Text to read:
About a month ago, Apple booted Antonio Garcia Martinez, author of “Chaos Monkeys,” after a group of employees circulated a letter claiming to be “profoundly distraught” by his hiring. They ripped a few passages from the book out of context to cast him as a misogynist that threatened the company’s “culture of inclusion.”

This is obviously a laughable complaint to type from behind your Macbook, nestled into a tiny Silicon Valley office, when the salary that pays for your Seamless orders is literally built on the backs of forced laborers in China. It makes for an odd definition of inclusion.

On his Substack, Matt Taibbi raised a devastating point.

“I’m a fan of Dr. Dre’s music and have been since the N.W.A. days. It’s not any of my business if he wants to make $3 billion selling Beats by Dre to Apple, earning himself a place on the board in the process,” Taibbi wrote in May. “But if 2,000 Apple employees are going to insist that they feel literally unsafe working alongside a man who wrote a love letter to a woman who towers over him in heels, I’d like to hear their take on serving under, and massively profiting from a partnership with, the author of such classics as “Bitches Ain’t Sh-t” and “Lyrical Gangbang,” who is also the subject of such articles as “Here’s What’s Missing from Straight Outta Compton: Me and the Other Women Dr. Dre Beat Up.”

What is asked:
[a] Please repeat the text on Apple and Antonio Garcia Martinez from "This is obviously" up to and including "a devastating point.", putting "laptop" in place of "Macbook".
[b] Continue the text on Apple and Antonio Garcia Martinez, starting after its last sentence.

Supplied material:

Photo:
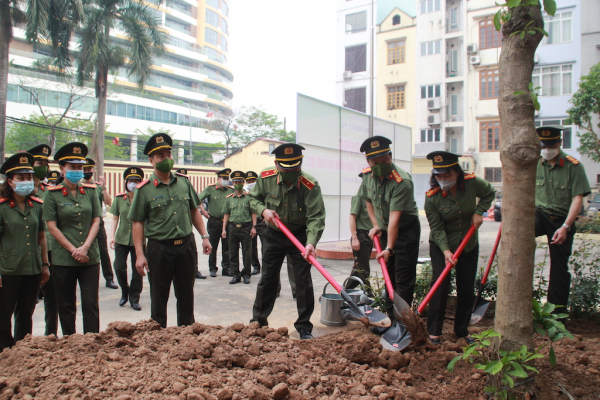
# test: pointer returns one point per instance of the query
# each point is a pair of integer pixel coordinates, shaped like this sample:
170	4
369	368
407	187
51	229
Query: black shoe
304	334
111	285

==

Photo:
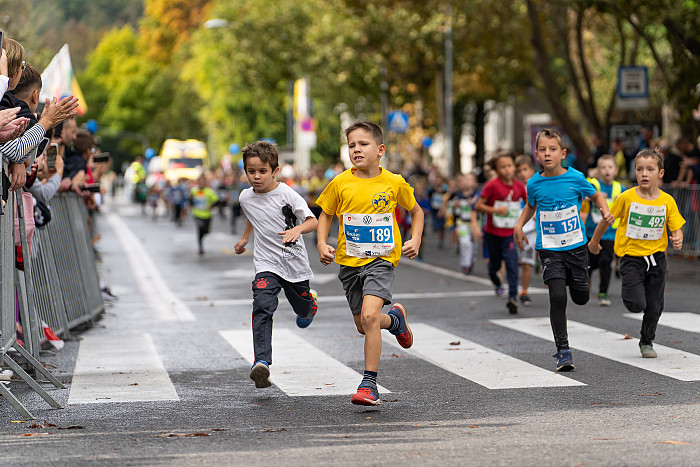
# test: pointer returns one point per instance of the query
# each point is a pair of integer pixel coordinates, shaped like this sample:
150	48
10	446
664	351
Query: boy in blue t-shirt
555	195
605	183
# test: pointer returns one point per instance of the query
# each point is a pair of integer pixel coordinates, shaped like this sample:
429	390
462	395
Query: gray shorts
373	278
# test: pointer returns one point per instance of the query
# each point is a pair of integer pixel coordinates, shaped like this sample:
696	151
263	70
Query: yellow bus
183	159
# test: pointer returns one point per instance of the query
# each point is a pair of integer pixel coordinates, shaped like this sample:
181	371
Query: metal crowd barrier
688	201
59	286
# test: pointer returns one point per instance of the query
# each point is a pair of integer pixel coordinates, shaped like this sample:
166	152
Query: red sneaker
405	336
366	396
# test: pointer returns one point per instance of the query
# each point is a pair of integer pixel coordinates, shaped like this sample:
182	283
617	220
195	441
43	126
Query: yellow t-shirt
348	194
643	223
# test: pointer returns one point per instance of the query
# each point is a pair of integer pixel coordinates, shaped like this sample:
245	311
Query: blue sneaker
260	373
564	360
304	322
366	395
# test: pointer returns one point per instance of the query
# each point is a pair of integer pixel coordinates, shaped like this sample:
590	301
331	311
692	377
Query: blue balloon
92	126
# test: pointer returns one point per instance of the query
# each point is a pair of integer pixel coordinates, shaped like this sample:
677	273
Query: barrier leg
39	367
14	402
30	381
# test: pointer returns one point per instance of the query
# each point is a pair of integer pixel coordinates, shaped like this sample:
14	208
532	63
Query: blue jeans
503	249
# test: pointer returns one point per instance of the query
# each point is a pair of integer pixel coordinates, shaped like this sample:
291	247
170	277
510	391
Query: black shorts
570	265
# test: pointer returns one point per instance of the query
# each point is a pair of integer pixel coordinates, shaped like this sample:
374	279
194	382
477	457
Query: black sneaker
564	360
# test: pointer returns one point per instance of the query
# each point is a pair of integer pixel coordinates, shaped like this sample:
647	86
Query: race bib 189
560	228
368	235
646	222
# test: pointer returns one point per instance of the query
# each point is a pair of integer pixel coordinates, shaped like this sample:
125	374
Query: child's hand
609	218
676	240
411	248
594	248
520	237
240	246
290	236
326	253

Responses to the exercise:
[a]
This is obviously a laughable complaint to type from behind your laptop, nestled into a tiny Silicon Valley office, when the salary that pays for your Seamless orders is literally built on the backs of forced laborers in China. It makes for an odd definition of inclusion.

On his Substack, Matt Taibbi raised a devastating point.

[b]
He added, “It’s easy to get someone like Antonio Garcia Martinez fired. Going after a board member who’s reportedly sitting on hundreds of millions in Apple stock is a different matter. A letter making such a demand is likely to be returned to sender, and the writer of it will likely spend every evaluation period looking over his or her shoulder. Why? Because going after Dre would mean forcing the company to denounce one of its more profitable investments.”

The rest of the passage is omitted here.